A run of records
......

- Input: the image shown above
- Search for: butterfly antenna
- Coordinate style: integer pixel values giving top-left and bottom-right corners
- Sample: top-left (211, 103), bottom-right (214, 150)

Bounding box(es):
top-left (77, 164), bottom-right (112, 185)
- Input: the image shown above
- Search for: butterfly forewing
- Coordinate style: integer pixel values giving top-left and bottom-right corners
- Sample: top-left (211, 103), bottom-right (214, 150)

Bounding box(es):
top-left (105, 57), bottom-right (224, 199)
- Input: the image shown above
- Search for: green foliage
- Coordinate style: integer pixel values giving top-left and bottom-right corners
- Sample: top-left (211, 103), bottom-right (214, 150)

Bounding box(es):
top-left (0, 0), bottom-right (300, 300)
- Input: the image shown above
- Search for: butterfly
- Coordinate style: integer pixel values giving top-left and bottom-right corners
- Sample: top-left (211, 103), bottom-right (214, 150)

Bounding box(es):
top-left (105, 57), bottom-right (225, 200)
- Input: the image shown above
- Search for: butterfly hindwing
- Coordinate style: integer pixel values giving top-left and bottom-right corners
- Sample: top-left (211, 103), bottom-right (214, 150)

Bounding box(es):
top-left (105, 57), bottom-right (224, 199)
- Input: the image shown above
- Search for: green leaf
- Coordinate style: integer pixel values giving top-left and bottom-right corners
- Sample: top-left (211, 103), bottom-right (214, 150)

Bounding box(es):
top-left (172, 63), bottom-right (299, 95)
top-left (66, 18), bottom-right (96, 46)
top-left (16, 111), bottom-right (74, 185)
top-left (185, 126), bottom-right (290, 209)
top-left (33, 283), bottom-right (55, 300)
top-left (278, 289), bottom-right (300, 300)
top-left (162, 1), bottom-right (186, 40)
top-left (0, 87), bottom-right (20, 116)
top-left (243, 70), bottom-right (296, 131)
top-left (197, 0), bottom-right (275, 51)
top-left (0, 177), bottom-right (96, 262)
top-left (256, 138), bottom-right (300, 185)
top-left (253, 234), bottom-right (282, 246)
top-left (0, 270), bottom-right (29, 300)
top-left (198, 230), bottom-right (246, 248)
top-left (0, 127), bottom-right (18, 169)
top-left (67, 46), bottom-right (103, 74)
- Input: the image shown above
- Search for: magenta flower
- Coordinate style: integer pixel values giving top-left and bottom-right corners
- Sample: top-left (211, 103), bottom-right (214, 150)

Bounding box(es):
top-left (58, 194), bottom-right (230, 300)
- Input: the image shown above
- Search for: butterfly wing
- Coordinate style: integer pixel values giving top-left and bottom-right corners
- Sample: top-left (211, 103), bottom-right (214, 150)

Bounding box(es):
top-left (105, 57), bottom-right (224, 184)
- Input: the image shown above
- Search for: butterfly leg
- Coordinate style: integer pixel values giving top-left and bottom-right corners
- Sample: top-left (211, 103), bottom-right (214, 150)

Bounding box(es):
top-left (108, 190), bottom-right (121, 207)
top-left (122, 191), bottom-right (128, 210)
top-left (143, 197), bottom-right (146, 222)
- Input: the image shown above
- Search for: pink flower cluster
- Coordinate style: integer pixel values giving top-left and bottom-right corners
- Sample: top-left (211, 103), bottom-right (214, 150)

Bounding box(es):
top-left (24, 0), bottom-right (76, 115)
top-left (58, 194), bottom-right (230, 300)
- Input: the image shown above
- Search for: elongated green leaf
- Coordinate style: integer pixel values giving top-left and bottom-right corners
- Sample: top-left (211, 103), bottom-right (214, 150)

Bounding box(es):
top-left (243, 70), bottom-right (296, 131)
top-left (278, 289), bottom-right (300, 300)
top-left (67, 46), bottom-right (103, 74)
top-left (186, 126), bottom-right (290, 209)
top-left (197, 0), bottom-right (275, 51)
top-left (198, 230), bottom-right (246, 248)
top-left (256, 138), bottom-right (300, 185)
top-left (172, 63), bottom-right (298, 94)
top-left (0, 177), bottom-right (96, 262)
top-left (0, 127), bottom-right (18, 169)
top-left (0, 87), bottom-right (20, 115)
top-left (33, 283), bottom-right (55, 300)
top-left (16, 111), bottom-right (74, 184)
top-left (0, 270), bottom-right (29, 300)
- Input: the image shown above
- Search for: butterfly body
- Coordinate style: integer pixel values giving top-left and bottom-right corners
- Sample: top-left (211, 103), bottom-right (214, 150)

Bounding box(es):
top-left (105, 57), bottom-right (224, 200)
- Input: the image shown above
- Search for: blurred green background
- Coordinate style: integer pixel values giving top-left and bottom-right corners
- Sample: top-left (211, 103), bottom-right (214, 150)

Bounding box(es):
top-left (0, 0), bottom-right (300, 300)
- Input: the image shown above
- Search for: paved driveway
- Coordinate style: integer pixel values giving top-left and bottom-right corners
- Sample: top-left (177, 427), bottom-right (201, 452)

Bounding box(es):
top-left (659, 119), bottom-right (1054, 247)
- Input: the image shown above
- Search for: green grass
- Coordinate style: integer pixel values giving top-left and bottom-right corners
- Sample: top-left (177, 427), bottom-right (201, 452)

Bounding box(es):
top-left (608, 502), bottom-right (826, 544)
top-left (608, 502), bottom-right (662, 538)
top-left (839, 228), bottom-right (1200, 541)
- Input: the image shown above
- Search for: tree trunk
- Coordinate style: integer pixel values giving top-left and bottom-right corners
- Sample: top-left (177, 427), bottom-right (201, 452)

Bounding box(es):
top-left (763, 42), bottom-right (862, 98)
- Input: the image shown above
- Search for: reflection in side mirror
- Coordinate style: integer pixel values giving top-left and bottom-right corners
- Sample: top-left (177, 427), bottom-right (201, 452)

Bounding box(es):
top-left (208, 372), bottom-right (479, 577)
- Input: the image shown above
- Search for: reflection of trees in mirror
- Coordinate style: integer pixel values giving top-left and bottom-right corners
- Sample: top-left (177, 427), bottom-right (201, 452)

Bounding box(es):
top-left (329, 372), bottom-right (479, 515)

......

▶ What to do
Find each line in the material that contains the word "flower" and copy those lines out in full.

▶ Full response
- Search for: magenta flower
- Search for: pink flower cluster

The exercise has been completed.